## TASK INSTRUCTIONS
Reproduce the items below word for word, starting at the line that contains "of the white" and ending at the line that contains "of the modern", with both of those lines included. Copy nothing outside that span.
------------------------------------
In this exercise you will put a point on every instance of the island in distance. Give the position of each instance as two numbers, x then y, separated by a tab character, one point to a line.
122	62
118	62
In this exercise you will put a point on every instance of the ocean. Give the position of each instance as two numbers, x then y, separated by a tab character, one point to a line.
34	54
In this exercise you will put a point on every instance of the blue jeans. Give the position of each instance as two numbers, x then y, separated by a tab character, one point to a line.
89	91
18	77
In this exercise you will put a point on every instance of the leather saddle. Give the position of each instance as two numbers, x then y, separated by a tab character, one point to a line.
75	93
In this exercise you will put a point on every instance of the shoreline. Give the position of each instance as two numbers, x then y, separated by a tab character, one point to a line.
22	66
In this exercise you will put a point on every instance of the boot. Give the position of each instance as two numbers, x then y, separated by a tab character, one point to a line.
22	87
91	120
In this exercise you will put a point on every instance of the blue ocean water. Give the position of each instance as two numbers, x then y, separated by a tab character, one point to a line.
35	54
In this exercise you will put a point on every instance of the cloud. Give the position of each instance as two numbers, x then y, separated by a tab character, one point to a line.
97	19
------------------------------------
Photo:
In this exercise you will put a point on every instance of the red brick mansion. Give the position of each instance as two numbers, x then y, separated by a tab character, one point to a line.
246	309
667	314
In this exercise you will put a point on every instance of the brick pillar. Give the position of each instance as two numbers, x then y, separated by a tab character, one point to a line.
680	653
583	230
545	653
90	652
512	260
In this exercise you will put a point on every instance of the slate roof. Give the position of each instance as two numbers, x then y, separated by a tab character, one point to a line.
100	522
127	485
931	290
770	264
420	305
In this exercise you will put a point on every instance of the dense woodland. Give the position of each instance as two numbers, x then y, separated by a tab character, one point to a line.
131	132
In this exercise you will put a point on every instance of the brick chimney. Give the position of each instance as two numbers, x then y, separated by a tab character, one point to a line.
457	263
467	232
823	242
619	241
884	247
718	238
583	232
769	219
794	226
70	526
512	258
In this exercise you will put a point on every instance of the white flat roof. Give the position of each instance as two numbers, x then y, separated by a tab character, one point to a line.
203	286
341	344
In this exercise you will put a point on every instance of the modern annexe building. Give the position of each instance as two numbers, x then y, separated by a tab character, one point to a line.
------------------------------------
## SOLUTION TO THE PROBLEM
In this exercise you will put a point on every instance of the white flat roof. Give the position of each instance as two numbers, x then y, separated by a tab character, one point to a line.
203	286
341	344
In this exercise you will put a point on every instance of the modern annexe building. Give the position of each instance as two numbers, x then y, separated by a tab character, one point to a line.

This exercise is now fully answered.